The problem: How many of the lines below contain the word "parking"? Reply with the number alone.

Supplied data:

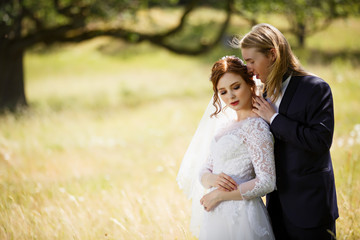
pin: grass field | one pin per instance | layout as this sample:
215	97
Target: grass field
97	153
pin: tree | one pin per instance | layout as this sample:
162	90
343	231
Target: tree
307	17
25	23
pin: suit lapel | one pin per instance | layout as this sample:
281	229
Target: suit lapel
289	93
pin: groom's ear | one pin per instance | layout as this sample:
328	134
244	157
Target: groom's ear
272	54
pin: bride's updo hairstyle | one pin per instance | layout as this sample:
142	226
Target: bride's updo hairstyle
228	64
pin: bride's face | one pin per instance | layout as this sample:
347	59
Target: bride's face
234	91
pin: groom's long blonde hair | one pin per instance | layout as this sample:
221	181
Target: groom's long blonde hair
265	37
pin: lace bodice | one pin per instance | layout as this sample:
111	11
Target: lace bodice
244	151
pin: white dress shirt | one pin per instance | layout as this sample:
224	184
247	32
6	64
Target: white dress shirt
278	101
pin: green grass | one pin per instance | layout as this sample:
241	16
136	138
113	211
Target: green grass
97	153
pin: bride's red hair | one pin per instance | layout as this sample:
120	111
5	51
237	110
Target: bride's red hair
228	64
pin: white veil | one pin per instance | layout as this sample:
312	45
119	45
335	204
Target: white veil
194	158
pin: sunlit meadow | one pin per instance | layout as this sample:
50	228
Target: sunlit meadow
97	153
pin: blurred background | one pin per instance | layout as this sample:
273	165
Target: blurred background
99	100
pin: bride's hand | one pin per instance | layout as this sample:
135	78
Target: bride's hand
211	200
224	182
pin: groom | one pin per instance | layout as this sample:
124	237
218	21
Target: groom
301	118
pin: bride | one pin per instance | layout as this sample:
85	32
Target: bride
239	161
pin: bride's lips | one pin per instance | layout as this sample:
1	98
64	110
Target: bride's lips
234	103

* * *

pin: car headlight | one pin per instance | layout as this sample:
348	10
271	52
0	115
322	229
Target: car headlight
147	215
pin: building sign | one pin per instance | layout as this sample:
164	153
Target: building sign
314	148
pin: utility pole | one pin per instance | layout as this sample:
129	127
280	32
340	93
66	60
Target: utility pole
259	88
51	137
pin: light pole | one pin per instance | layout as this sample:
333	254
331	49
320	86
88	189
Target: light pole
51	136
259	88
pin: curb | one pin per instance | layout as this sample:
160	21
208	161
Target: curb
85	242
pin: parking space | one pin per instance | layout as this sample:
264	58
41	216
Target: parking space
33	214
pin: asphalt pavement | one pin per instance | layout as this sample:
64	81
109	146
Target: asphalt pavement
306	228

Finished task: 2